▸ EXERCISE BRIEF
An acceptable response holds only the line containing "Objective — one point per instance of the cobblestone" and every line after it to the end of the records, each reproduced exactly.

════════════════════

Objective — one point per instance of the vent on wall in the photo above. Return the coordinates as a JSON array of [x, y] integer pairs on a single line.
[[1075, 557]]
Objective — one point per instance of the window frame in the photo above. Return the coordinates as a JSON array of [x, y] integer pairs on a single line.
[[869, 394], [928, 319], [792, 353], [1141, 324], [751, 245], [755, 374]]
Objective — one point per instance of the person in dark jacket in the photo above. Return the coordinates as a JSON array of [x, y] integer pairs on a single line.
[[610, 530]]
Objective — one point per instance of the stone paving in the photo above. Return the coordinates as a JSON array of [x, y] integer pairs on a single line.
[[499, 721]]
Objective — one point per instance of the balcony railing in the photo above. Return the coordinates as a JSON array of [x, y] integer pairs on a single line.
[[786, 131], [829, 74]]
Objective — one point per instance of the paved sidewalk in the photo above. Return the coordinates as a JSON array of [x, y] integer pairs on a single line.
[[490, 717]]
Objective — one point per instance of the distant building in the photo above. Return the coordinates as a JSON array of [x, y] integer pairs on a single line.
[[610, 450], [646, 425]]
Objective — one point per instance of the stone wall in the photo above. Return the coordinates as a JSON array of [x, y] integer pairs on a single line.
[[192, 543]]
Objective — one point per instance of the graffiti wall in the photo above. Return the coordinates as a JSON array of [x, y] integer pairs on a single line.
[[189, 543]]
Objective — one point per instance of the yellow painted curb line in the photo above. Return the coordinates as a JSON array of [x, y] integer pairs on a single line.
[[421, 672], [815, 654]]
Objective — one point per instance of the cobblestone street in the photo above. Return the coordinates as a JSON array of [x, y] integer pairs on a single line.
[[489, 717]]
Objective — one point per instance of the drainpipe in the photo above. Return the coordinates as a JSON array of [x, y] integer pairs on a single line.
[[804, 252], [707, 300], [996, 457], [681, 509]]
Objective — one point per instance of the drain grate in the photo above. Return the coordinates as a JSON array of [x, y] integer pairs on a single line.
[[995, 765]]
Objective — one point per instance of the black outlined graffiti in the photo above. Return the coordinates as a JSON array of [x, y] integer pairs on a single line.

════════════════════

▸ RESPONSE
Objective — one point per instance of the cobblestone street in the photo above. Return the coordinates as a JSON array of [x, y] integer pairs on a single line.
[[489, 717]]
Objective — one point per instance of the drainpipe in the photo above. Return the coordinates as a JSON array of [x, y] integer pairs on a single line.
[[804, 252], [707, 300], [996, 457], [681, 509]]
Objective — one point per instance of the drain grate in the photo above. Return the coordinates as a JSON array of [x, y] integer pairs on a single line.
[[995, 765]]
Objective — one point per instance of the black outlined graffiti in the photo above. Return the coordinates as a JSON array of [x, y] integer pairs on a single line.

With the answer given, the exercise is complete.